#### Document section:
Our walk started at the Praça do Comérico ("Trade Square") - at this riverfront square bordering the Baixa, ships used to dock and sell their goods. Nicknamed "Palace Square" by locals, it was the site of Portugal's royal palace for 200 pre-earthquake years. After the quake/tsunami/fire, the jittery king fled, never to return. These days government ministries ring Praça do Comérico. Half of it was covered in scaffolding (OF COURSE, grrrrrr) so here's a shot from the internet.
The statue is of King José I - the man who gave control of the government to Pombal who rebuilt the city after the quake. Built 20 years after the quake, it shows the king on his horse with Pombal looking at their port.
This big arch marking the inland side of the square is Lisbon's Arch of Triumph.
Our family in front of the Praça do Comérico.
Looking out at the river from the square. Lisbon is a mini San Francisco in so many ways, including their very own Golden Gate Bridge. This one is called the 25th of April Bridge. At 1.5 miles this is one of the longest suspension bridges in the world. The foundations are sunk 260 feet below the surface into the riverbed making it the world's deepest bridge (had to be world's __"est" something!). It was built in 1966 by the same company that made the San Francisco Bridge - hence the similar look. Originally named for the dictator Salazar, the bridge was renamed for the date of Portugal's 1974 revolution and liberation. Lisbon also has a mini Christ Rei (Christ of Majesty) à la Rio de Janeiro.
At this point, rather than continue on the walk, we decided to head out to Belém for reasons I can't remember so we found a bus stop.
We passed right under the 25th of April Bridge. Very cool.
Three miles west of downtown Lisbon, the Belém district is a stately pincushion of important sights from Portugal's Golden Age when Vasco da Gama and company turned the country into Europe's richest power. Belém was the send-off point for voyages in the Age of Discovery. Sailors would stay and pray here before embarking. The tower welcomed them home. The grand buildings of Belém survived the 1775 earthquake so this is the best place to experience the grandeur of pre-earthquake Lisbon. The modern-day president of Portugal calls Belém home.
King Manuel erected this giant, white limestone church and Monastery of Jerónimos which stretches 300 yards along the Lisbon waterfront as a "thank you" for the discoveries made by early Portuguese explorers. It was financed in part with "pepper money" a 5% tax on spices brought back from India. Manuel built the church on the site of a humble chapel where sailors spent their last night ashore in prayer before embarking on frightening voyages.
Since most everything is closed on Mondays we visited on Sunday along with the rest of Lisbon's tourists :) The line to get into the cloisters was ginormous.
The details of the monastery are immaculate.
Fancy Monastery of Jerónimos.
Before we got in line for the cloisters we went inside the church.

#### Data shown:
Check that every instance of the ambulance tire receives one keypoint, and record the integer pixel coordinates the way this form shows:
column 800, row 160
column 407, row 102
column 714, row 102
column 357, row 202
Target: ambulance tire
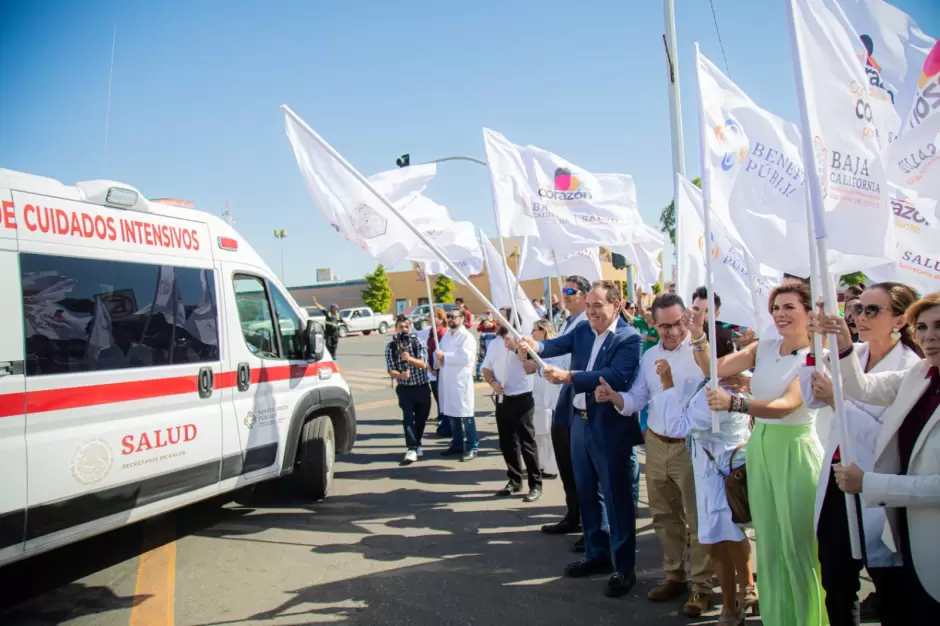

#### Exercise instructions:
Pick up the account of the family's day in Lisbon and Belém after its last sentence and keep writing it.

#### Output below:
The Manueline style is on the cusp of the Renaissance. The space is more open than earlier medieval churches. Slender, palm tree-like columns don't break the interior space (as Gothic columns would), and the ceiling is all one height. Motifs from the sea hide in the decor. The sea brought Portugal 16th-century wealth and power, making this art possible.
Details of the interior of the church.
Nearly everything here survived the quake except the stained glass - the replacement glass is from 1940.
The tomb of Vasco da Gama.
On the night of July 7, 1497, Vasco da Gama (1460-1524) prayed for a safe voyage in the small chapel that stood here before the church was built. The next day he set sail from Belém with four ships and 150 men. He was armed with state-of-the-art maps and sailing technology such as the carved armillary sphere - a globe surrounded by movable rings designed to determine the positions of the sun or other stars to help sailors track their location on earth. Da Gama's mission? To confirm what earlier navigators had hypothesized - that the ocean recently discovered when Bartolomeu Dias rounded Africa was the same one seen by overland travelers to India. Hopefully da Gama would find a direct sea route to the vast, untapped wealth of Asia. He and his crew arrived home to Lisbon in September of 1499 after 2 years and 2 months at sea. The few spices he returned home with were worth a staggering fortune and Portugal's Golden Age was lauched. Da Gama died on Christmas Eve 1524 in India.
After the church we waited in the long line and purchased tickets to the cloisters.
These restored cloisters are the architectural highlight of Belém.
The lacy arcade is Manueline; the simpler diamond and decorative rose frieze above the top floor is Renaissance.
Pretty pretty!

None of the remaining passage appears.